*What is needed*
Only the lines from the one holding "TARGET: tree line" to the end of the data should be echoed, exactly as they appear, minus the pictures.

Begin Supplied data

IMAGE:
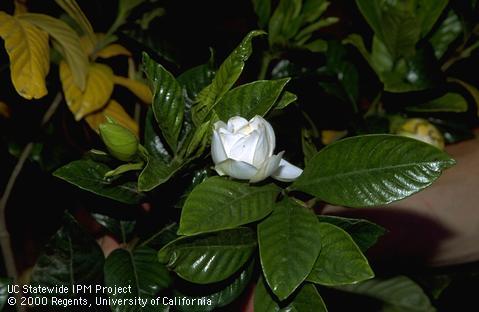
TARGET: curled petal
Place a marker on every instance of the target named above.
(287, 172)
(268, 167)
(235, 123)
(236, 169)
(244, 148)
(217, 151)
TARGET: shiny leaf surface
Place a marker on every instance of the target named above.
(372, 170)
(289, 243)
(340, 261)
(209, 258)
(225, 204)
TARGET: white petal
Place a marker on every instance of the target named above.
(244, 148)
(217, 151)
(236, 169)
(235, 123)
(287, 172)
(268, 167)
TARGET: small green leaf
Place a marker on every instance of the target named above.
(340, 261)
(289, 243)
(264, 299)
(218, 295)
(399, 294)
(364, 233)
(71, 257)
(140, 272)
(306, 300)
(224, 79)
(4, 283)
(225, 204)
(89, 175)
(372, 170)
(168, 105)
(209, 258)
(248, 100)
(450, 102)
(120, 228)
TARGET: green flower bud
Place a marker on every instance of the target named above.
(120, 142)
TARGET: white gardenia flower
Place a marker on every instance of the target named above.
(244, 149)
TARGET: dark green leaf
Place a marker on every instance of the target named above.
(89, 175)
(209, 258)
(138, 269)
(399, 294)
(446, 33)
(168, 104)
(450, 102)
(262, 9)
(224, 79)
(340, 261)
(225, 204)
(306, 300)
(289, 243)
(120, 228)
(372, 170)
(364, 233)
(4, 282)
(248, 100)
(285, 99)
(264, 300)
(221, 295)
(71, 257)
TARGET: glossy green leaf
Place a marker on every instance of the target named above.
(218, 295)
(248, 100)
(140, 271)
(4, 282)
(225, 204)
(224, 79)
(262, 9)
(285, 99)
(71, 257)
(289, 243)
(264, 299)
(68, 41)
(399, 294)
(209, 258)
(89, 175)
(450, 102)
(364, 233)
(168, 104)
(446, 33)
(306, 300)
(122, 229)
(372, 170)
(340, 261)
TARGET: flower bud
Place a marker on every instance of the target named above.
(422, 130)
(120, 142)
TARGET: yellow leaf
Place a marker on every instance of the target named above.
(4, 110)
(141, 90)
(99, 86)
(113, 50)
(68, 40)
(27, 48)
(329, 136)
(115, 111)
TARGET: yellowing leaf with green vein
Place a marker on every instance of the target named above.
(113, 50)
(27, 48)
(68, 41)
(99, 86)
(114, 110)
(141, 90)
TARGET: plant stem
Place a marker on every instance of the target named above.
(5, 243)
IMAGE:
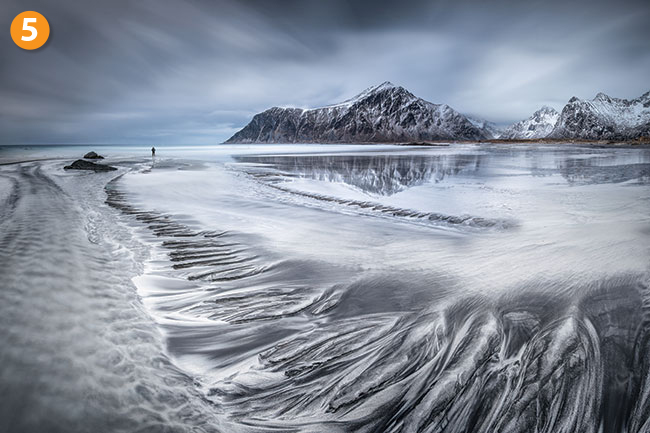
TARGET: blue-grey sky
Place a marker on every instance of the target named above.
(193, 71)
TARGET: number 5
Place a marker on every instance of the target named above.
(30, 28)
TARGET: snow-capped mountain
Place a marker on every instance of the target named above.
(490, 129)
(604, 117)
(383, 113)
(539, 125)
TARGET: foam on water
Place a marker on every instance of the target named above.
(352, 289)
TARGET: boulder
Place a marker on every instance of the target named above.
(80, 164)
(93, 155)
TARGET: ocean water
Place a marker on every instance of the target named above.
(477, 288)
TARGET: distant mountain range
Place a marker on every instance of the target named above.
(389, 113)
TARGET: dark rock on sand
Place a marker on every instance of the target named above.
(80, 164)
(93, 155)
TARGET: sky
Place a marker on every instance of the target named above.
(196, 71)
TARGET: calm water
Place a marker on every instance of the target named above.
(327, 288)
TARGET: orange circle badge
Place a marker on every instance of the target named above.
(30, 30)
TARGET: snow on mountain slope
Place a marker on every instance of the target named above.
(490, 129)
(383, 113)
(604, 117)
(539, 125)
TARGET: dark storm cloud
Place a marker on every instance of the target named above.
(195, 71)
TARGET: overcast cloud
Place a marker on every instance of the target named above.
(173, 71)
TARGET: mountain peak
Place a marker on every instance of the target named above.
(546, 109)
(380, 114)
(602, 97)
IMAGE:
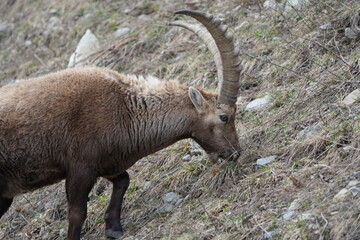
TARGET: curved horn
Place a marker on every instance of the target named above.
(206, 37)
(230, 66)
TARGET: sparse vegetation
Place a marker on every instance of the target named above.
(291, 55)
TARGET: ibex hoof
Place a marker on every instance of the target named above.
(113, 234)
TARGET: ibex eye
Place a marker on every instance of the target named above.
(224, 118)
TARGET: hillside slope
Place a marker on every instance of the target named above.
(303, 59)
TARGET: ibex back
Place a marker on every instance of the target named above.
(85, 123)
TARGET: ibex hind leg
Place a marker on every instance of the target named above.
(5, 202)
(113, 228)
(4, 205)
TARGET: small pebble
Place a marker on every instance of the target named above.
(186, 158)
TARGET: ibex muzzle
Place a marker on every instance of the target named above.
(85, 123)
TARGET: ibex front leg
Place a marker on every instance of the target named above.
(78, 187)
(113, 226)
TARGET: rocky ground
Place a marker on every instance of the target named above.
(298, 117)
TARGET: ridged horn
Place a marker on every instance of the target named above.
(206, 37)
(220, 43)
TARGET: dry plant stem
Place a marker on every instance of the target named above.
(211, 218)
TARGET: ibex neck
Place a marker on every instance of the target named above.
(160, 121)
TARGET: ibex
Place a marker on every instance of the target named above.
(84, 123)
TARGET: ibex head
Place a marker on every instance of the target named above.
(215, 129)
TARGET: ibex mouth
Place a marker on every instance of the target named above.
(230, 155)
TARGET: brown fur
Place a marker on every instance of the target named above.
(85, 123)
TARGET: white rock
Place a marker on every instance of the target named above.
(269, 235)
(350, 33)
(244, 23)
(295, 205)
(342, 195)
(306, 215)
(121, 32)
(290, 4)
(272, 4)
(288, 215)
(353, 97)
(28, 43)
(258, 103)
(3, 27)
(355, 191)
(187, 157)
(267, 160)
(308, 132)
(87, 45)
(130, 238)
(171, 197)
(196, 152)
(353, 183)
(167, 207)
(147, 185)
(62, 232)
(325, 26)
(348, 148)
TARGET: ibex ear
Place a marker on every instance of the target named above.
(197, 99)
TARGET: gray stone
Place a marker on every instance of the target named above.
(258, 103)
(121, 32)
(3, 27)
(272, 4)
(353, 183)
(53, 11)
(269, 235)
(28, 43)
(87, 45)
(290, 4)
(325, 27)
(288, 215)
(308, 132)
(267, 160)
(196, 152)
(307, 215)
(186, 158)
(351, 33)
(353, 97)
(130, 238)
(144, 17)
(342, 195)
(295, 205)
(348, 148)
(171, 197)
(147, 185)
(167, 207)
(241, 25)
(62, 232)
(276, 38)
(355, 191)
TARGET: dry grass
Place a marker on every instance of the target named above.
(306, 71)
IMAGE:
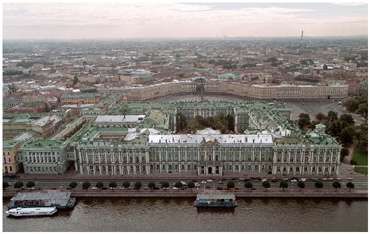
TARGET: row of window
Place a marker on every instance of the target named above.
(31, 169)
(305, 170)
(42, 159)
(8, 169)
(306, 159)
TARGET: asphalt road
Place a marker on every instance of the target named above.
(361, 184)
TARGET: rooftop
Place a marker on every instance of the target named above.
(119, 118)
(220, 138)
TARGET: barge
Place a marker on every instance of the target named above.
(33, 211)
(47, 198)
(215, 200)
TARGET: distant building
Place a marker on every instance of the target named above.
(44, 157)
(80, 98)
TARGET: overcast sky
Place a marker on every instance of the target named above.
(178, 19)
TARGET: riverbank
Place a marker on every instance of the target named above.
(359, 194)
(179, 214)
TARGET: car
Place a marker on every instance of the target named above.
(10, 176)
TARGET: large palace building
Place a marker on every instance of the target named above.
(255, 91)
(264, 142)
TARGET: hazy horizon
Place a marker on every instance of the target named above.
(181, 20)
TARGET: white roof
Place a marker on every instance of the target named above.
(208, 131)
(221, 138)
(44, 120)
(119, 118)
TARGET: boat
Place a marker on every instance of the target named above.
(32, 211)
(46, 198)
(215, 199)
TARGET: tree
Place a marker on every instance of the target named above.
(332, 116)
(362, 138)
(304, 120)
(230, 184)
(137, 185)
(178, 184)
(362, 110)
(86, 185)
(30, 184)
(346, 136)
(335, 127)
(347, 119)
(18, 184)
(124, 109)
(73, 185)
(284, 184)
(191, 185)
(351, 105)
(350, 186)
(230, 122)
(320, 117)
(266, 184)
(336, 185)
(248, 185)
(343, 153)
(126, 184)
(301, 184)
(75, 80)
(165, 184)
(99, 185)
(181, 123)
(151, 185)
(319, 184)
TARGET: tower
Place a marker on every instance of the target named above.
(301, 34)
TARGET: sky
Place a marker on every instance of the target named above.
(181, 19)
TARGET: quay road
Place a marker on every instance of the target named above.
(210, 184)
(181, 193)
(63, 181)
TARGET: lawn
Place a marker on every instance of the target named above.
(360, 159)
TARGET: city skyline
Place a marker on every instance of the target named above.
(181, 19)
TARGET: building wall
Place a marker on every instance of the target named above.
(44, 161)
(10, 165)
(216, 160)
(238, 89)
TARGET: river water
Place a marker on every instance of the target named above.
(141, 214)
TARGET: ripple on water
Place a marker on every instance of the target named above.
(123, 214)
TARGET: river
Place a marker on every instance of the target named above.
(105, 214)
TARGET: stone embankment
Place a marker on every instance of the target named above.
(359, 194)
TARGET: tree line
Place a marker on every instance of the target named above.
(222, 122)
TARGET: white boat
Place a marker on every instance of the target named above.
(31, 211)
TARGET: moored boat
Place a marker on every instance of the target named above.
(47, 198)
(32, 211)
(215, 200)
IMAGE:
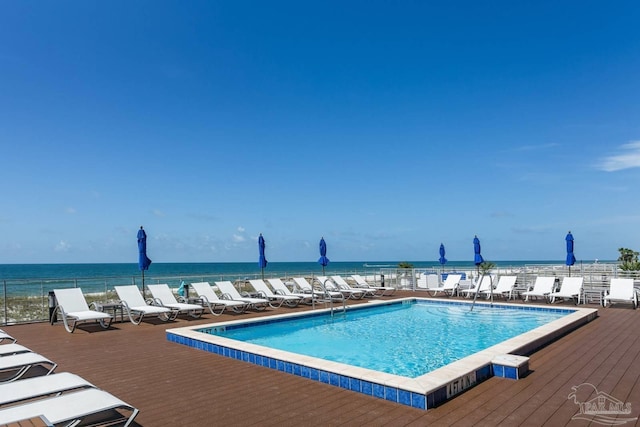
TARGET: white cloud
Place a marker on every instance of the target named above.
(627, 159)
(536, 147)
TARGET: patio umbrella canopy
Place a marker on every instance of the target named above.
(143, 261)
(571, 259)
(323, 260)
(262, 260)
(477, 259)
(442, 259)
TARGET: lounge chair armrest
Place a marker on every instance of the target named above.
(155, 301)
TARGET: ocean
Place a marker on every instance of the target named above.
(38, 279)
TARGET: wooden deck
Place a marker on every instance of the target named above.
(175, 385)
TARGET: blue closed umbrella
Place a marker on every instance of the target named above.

End Supplied data

*Exercise result*
TARGET: tree line
Place a marker on every instance of the target named above.
(222, 122)
TARGET: white boat
Place a marker on every instance of the target named above.
(31, 211)
TARGET: moored boat
Place a marker on every instance of the target named above.
(47, 198)
(32, 211)
(215, 200)
IMAGE:
TARGET: white cloud
Place a marker on every instance of the target named above.
(627, 159)
(536, 147)
TARGET: patio umbrella canopy
Place a marker on every instance of the target named above.
(143, 261)
(571, 259)
(323, 260)
(262, 260)
(477, 259)
(442, 259)
TARGET: lounge chair armrest
Place a marker on every instance of the target named above.
(155, 301)
TARGET: ocean
Place a marker on every instance of the target named above.
(38, 279)
TARGET: wooden deck
Place a marker on every instance of the target named above.
(175, 385)
TARGET: blue closed umbrella
Place a marker on every instance of the target named above.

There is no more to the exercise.